(PROVIDED TEXT)
::::::

# Internet use with out cell phones



## Danward (Oct 14, 2021)

We have an older Kata v4 phone which we used for text and phone calls when visiting Indonesia. It worked quite well with sim card. I'll take it to the Philippines and on the screen of the phone when turned on is Google Chrome for internet searches. What do we need to get so the phone can be used for internet (email and searches)? Thanks.


----------



## Lunkan (Aug 28, 2020)

Beside a Philippine mobile internet supplier giving you a simcard
/monthly subscription for mobile and internet OR you can buy load to such to use up and refill when needed. Many poor Filipinos do the later. 
/be somewhere where there is internet signal, which is in most places, but at some the signal is weak. If its weak where you will live, there are thingys which can strengthen it. 
/Your phone have Google Chrome installed allready, so when you have signal you can start using internet.
/register email adress of type which is handled through a website as e g G-mail. There are free such. Just go to one such website. I guess Goggle will repeetingly try make you use theirs  Or perhaps your system have email built in allready. Then you can just clique the Envelope symbol and register own email You will get back by a password of your choise when you register your email to avoid others to see.

::::::

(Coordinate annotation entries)
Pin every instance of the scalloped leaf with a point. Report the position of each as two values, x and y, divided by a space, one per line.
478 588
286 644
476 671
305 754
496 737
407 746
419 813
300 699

::::::

(TASKS AND EXERCISES)
1. In the forum thread, please shorten the paragraph beginning "We have an older Kata v4 phone" and keep its main facts.
2. Extend the forum thread about getting internet on an older phone in the Philippines from where it stops.
The records are separate material, unrelated to the forum thread.

(RESPONSES BY TASK)
1. An older Kata v4 phone worked well with a SIM card for texts and calls in Indonesia. It is going to the Philippines, and Google Chrome appears on its screen when it is turned on. What is needed to use it for email and internet searches?

2.
In the Philippines some suppliers have Facebook Messenger use FOR FREE. (The texting part, not seeing links). Need registering somehow during you have load.. You can ask Filipino to show you how. Many have.


----------



## M.C.A. (Feb 24, 2013)

When I lose my Fiber line, recently happened, all I do is pay 50 pesos for unlimited internet for 3 days, so you can ask how to load these plans or ask the person you buy the load from to make your plan like this.

This would be for tourists, the local population, or those of us that lose our main internet but if you plan on staying here I'd start a plan with an internet provider which includes a landline with a SIM-issued card and unlimited bandwidth.

They now sell 5g phones and your signal will be quadrupled, an example we have PLDT Fiber and Wifi, my Vivo 4g (son's old phone) gets 50 Mpbs but last year he got a new phone 5g capable (price was around 10,000 pesos for his new phone) and he gets 250 Mpbs same modem unit, it has two antennas ones a 4g the other is 5g.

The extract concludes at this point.